**What to do:** Word for word, output every line of the material below, minus pictures.

**Provided material:**
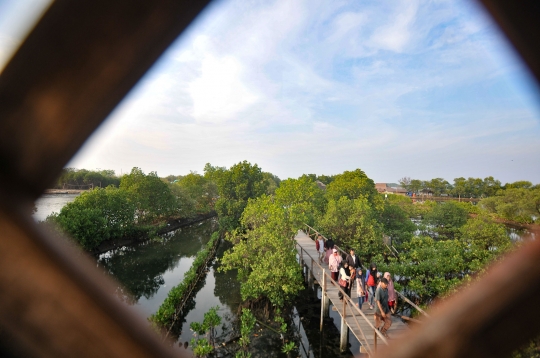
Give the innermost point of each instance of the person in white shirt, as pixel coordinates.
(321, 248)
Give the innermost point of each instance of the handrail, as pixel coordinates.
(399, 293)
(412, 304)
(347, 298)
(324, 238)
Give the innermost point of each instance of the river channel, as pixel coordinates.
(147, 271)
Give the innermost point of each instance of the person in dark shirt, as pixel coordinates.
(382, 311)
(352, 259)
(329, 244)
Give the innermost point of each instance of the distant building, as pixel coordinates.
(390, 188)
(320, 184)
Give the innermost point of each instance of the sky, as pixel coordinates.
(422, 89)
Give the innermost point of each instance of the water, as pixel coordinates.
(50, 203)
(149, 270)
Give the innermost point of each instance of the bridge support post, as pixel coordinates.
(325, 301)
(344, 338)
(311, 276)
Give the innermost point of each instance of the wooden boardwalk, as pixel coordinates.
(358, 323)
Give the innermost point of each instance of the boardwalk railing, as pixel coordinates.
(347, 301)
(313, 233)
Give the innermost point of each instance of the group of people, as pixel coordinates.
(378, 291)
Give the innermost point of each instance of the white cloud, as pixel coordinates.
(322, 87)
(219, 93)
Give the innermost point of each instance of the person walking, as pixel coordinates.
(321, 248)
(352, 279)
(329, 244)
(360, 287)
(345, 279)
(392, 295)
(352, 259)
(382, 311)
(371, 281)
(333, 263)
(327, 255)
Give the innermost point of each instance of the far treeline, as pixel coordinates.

**Response:**
Give the innermost point of each instance of the person in white shirt, as pixel coordinates.
(321, 248)
Give the innermost point of each instance of the handrail, as pixel coordinates.
(399, 293)
(412, 304)
(347, 298)
(324, 238)
Give the innermost point of each instance of the river channel, as pixel coordinates.
(147, 271)
Give the innermost point of each instance of the person in dark shirt, as pixel coordinates.
(382, 311)
(352, 259)
(329, 244)
Give the innermost point of each instance of the distant building, as pixel coordinates.
(390, 188)
(320, 184)
Give the innermost point of each instance of the sky, as pixel coordinates.
(422, 89)
Give the innermost point of each instance of the water, as pixel coordinates.
(50, 203)
(149, 270)
Give the innermost point of each instance of the bridge support post, as pixel coordinates.
(325, 301)
(344, 338)
(311, 276)
Give the innermost point of each instance of the wooden boardwalk, as pixel coordinates.
(358, 323)
Give the innermost point of each instance of the boardwalk railing, as pixel coordinates.
(347, 301)
(313, 233)
Give the innermost point of each instance of the group of people, as pixel coordinates.
(378, 291)
Give the innermost point of each instance of the white cloud, as pixel coordinates.
(322, 87)
(219, 93)
Give the innermost point of each instance of the person walking, as pixel coordinates.
(321, 248)
(352, 279)
(329, 244)
(360, 287)
(345, 279)
(392, 295)
(352, 259)
(382, 311)
(371, 281)
(333, 263)
(327, 255)
Give the innermost point of each instance of the far treeline, as pixel coordinates.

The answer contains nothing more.